• _DATASET RECORDS_:
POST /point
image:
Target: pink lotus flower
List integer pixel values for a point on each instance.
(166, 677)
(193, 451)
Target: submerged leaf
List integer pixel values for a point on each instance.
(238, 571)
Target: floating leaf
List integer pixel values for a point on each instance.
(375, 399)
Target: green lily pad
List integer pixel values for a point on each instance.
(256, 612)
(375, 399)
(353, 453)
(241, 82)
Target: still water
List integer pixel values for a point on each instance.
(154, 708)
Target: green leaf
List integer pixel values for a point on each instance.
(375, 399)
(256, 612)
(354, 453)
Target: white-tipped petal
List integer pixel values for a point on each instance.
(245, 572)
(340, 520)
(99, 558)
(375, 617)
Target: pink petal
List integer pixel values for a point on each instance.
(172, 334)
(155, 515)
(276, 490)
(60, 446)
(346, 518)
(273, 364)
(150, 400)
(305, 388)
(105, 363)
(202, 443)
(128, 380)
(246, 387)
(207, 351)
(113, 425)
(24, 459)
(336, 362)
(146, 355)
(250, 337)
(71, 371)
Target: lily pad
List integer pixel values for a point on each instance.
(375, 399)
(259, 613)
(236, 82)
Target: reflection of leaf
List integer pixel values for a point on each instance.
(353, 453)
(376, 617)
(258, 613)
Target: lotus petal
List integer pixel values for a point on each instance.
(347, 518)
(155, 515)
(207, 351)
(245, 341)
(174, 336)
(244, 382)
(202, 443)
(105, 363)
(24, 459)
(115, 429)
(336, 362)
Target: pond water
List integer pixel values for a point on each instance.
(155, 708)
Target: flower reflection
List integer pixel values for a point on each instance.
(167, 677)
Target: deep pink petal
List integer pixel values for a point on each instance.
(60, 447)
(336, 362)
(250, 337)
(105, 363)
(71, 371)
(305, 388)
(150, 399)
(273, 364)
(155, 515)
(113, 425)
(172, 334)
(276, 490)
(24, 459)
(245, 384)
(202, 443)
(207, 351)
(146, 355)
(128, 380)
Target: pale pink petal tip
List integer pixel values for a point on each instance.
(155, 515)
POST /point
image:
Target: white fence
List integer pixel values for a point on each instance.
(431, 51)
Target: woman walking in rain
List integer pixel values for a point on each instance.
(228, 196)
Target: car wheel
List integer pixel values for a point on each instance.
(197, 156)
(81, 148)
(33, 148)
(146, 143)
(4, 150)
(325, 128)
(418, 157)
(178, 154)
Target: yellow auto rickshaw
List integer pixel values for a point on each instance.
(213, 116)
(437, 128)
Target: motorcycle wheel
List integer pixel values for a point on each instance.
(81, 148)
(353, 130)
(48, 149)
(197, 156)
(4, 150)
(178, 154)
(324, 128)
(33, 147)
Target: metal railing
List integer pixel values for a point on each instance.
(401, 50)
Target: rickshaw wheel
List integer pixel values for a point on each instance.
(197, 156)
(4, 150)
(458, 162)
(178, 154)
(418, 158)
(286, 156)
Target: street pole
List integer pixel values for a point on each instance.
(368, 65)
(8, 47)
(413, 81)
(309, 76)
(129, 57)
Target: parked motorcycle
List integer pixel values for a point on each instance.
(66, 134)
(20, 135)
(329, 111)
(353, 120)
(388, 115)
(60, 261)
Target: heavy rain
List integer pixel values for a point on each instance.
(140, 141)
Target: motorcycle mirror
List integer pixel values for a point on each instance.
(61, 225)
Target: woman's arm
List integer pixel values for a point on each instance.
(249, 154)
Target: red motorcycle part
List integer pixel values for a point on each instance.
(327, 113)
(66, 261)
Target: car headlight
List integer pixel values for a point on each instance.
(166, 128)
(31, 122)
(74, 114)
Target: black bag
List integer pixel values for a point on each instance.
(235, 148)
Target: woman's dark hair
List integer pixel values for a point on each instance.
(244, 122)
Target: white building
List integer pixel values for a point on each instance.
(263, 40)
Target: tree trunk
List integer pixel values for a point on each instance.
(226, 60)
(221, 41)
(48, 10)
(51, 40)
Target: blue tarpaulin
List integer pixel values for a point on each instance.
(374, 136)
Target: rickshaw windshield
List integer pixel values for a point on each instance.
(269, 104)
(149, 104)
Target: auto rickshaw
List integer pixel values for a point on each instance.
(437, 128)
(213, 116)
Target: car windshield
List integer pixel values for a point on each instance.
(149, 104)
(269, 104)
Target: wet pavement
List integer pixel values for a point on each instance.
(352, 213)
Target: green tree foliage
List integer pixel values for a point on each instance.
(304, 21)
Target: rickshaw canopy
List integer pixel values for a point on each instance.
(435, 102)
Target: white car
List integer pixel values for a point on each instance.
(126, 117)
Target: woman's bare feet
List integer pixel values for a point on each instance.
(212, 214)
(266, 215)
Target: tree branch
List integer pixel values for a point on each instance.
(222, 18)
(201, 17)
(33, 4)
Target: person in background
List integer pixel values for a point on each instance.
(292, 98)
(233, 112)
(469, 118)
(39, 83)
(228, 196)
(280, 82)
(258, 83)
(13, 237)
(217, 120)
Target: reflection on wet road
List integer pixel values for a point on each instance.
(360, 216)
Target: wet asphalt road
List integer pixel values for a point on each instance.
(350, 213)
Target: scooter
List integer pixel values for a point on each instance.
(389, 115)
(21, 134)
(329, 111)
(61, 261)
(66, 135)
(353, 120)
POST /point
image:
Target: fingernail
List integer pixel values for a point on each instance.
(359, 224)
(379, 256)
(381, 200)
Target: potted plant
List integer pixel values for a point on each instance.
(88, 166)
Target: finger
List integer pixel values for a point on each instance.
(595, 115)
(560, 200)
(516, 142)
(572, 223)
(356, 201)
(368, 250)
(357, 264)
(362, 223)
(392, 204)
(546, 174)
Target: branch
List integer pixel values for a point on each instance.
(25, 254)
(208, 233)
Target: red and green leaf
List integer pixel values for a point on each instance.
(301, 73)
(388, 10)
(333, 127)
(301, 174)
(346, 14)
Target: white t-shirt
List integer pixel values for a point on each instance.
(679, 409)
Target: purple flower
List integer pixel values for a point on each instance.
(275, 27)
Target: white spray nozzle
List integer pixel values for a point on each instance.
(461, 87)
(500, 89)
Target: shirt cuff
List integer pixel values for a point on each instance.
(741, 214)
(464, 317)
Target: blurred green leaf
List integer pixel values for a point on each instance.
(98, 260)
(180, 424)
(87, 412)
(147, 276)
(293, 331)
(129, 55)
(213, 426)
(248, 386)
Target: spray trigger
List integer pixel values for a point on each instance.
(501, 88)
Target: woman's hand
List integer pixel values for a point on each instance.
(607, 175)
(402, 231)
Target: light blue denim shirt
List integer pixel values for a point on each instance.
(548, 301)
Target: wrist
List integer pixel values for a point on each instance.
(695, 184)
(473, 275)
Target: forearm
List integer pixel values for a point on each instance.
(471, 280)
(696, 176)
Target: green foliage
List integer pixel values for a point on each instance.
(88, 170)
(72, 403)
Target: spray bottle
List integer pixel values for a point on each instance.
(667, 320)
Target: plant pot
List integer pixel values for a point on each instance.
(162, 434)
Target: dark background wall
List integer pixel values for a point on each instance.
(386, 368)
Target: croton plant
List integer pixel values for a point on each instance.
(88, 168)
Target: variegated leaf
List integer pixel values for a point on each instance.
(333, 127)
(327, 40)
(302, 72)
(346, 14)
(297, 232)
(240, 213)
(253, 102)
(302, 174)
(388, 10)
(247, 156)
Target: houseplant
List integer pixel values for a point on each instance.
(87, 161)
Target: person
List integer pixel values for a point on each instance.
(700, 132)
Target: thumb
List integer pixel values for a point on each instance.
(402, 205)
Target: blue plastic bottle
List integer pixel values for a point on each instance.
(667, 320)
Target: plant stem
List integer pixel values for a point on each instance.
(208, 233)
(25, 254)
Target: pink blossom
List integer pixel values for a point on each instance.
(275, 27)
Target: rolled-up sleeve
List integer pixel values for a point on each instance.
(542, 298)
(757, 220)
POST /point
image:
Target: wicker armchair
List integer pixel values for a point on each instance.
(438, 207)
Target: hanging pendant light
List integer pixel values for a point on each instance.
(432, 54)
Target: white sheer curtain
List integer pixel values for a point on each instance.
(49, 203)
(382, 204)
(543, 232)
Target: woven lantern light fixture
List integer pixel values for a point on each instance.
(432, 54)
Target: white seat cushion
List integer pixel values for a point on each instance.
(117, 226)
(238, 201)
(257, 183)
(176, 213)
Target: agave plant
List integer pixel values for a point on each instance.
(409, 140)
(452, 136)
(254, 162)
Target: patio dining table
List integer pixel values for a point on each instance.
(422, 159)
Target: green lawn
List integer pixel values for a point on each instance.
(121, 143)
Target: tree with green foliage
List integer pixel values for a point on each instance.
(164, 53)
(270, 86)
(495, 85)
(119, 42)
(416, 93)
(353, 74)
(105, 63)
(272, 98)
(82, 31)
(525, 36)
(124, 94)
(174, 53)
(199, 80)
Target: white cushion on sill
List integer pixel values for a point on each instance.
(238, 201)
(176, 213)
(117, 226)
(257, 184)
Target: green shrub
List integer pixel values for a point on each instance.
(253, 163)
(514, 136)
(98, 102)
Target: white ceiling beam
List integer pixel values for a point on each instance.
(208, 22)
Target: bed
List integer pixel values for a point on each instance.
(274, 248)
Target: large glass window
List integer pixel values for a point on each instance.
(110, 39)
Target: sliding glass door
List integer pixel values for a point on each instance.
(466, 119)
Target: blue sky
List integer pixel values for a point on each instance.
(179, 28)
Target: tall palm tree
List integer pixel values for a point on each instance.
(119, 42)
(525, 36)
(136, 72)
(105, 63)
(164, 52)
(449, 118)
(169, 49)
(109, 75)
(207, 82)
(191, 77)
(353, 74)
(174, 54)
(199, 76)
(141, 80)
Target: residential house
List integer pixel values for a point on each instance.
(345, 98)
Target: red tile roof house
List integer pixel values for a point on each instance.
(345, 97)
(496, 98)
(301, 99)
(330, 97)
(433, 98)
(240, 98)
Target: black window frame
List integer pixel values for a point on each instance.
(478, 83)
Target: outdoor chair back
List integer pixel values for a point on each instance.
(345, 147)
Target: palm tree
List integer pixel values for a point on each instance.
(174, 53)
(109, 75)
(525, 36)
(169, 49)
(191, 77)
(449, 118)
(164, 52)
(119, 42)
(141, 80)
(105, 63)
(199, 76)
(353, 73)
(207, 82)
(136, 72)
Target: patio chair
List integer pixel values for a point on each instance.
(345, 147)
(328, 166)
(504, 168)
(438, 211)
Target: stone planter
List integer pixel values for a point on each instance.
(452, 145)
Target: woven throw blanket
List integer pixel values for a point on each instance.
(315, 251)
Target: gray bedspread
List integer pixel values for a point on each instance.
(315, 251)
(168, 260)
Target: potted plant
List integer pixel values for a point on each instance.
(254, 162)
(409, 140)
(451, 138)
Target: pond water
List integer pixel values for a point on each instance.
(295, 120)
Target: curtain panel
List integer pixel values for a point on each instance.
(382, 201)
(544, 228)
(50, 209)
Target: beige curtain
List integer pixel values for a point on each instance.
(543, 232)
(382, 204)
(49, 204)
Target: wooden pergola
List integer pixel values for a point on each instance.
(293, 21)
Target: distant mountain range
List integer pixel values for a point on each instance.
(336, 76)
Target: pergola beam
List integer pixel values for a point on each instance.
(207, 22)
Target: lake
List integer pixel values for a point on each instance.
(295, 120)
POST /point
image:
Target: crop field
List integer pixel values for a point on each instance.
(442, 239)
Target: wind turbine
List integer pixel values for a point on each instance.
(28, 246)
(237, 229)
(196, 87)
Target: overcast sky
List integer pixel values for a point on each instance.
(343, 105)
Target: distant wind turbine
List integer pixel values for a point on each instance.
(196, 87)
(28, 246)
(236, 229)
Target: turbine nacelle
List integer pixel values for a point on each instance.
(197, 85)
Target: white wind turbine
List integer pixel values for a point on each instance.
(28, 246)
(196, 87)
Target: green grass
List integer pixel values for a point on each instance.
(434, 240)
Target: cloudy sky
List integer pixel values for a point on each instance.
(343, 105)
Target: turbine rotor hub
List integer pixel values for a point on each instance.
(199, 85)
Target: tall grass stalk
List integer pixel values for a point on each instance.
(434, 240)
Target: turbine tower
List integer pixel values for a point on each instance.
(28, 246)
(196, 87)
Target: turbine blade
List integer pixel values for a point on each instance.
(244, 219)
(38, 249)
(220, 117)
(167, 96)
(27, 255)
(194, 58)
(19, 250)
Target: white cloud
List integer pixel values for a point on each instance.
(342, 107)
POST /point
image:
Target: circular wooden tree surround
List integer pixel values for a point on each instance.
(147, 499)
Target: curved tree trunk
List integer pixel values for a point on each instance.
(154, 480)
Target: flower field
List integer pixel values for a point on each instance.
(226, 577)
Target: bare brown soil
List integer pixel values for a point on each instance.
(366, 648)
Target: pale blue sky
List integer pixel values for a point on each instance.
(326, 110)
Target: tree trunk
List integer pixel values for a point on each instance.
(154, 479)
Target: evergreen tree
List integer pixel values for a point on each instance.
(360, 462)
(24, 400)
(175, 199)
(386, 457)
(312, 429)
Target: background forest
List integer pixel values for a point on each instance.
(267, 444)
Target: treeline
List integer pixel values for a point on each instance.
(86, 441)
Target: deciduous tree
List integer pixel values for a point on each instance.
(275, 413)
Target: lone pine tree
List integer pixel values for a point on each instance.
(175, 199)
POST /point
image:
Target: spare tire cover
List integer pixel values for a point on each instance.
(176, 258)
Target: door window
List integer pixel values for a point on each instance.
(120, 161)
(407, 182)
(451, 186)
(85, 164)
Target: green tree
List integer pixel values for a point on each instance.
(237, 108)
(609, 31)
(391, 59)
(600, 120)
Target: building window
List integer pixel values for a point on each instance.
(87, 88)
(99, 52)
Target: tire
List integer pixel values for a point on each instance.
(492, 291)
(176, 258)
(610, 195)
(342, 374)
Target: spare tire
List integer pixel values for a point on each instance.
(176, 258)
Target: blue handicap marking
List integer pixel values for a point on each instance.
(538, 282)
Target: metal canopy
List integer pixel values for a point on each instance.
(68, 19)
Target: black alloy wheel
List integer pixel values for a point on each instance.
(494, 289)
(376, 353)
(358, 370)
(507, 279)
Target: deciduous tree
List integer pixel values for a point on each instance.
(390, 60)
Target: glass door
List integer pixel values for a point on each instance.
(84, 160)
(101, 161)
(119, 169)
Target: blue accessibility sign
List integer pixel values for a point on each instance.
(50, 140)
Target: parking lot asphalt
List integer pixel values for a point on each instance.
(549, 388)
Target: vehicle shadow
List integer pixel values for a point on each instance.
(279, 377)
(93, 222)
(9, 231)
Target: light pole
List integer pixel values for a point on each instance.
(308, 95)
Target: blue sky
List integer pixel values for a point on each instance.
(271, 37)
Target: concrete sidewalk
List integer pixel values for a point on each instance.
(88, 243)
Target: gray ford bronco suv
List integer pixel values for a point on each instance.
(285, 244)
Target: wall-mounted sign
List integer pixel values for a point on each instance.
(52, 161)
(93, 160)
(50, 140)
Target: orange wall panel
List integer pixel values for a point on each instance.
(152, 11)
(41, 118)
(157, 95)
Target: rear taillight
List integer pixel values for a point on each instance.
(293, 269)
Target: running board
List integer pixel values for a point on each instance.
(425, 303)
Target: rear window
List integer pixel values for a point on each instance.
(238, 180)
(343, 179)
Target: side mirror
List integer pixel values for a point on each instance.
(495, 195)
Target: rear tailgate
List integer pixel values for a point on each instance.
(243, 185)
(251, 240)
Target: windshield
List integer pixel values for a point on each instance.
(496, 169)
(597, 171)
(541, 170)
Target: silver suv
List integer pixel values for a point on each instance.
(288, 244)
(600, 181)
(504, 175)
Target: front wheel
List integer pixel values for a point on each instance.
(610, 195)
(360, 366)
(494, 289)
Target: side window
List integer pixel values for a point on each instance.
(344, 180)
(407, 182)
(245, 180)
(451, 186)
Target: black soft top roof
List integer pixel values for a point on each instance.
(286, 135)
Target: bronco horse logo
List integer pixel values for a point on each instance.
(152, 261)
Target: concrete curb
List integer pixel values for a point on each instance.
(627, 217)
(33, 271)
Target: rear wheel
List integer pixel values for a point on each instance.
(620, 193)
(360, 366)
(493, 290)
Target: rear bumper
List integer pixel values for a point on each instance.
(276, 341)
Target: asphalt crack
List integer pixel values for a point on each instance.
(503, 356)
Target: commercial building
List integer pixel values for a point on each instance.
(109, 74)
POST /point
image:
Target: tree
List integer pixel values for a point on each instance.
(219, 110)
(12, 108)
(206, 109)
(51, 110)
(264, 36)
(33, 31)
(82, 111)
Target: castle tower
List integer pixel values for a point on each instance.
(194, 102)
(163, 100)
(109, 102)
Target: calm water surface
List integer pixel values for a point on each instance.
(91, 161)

• _PROBLEM REQUIREMENTS_: From the line containing "Target: orange wall panel" down to the last line, reproduce the records exactly. Include both ends.

• _COMPLETED EXERCISE_:
Target: orange wall panel
List integer pixel values for a point on each instance.
(152, 11)
(41, 118)
(157, 95)
Target: rear taillight
List integer pixel values for a point on each instance.
(293, 269)
Target: running board
List integer pixel values for a point on each instance.
(425, 303)
Target: rear window
List integer pixel values for a point on each instance.
(238, 180)
(343, 179)
Target: side mirror
List integer pixel values for a point on each instance.
(495, 195)
Target: rear tailgate
List integer pixel values for a point on each instance.
(243, 185)
(251, 240)
Target: windshield
List integer pixel values for a point on each instance.
(496, 169)
(597, 171)
(541, 170)
Target: silver suv
List integer pixel values for a point on each instance.
(288, 244)
(600, 181)
(504, 175)
Target: front wheel
List integer pixel values for a point on each instance.
(610, 195)
(360, 366)
(494, 289)
Target: side window
List integer pixel values for a point on each instance.
(344, 180)
(407, 182)
(245, 180)
(451, 186)
Target: black soft top roof
List integer pixel values for a point on each instance.
(286, 135)
Target: bronco horse logo
List integer pixel values for a point on each instance.
(152, 261)
Target: concrete curb
List integer pixel values for a point on each instance.
(627, 217)
(33, 271)
Target: rear wheel
List integer pixel values for a point on each instance.
(620, 193)
(360, 366)
(493, 290)
Target: rear bumper
List integer pixel values for a point on each instance.
(276, 341)
Target: asphalt crack
List integer pixel values for a point on each instance.
(503, 356)
Target: commercial building
List integer pixel values for a point on each instance.
(109, 74)
POST /point
image:
Target: tree
List integer pixel values for a point on each instance.
(219, 110)
(12, 108)
(206, 109)
(51, 110)
(264, 36)
(33, 31)
(82, 111)
Target: castle tower
List integer pixel values for a point on each instance.
(194, 102)
(163, 100)
(109, 102)
Target: calm water surface
List integer pixel values for a point on each instance.
(91, 161)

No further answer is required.